* Set task
Locate every line in the items below that contains the string "wall", and copy each of those lines. Case counts when matching.

* Records from a data collection
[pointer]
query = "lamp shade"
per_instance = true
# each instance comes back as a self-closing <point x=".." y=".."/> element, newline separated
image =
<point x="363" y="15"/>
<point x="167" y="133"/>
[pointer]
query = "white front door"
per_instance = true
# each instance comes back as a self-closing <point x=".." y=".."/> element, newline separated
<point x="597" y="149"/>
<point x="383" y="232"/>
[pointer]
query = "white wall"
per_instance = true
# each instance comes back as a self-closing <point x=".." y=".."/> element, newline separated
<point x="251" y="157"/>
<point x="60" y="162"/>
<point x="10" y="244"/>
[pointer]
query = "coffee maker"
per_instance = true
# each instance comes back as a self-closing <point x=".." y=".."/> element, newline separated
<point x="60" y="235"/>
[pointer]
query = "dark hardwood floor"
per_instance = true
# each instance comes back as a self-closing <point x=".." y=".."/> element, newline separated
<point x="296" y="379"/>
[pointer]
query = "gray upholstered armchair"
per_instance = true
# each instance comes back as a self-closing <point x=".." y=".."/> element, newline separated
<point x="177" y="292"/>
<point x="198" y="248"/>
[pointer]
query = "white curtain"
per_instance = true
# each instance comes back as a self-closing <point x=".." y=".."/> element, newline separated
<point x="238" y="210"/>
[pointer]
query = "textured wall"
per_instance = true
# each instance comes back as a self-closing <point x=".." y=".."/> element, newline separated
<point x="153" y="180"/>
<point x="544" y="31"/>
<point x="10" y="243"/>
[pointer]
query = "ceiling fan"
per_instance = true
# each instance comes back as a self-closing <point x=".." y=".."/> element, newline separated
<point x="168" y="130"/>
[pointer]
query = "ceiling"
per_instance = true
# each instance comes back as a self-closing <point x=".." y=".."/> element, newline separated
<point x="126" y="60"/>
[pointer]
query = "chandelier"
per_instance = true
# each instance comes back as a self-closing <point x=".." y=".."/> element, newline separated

* Solution
query = "white wall"
query = "textured wall"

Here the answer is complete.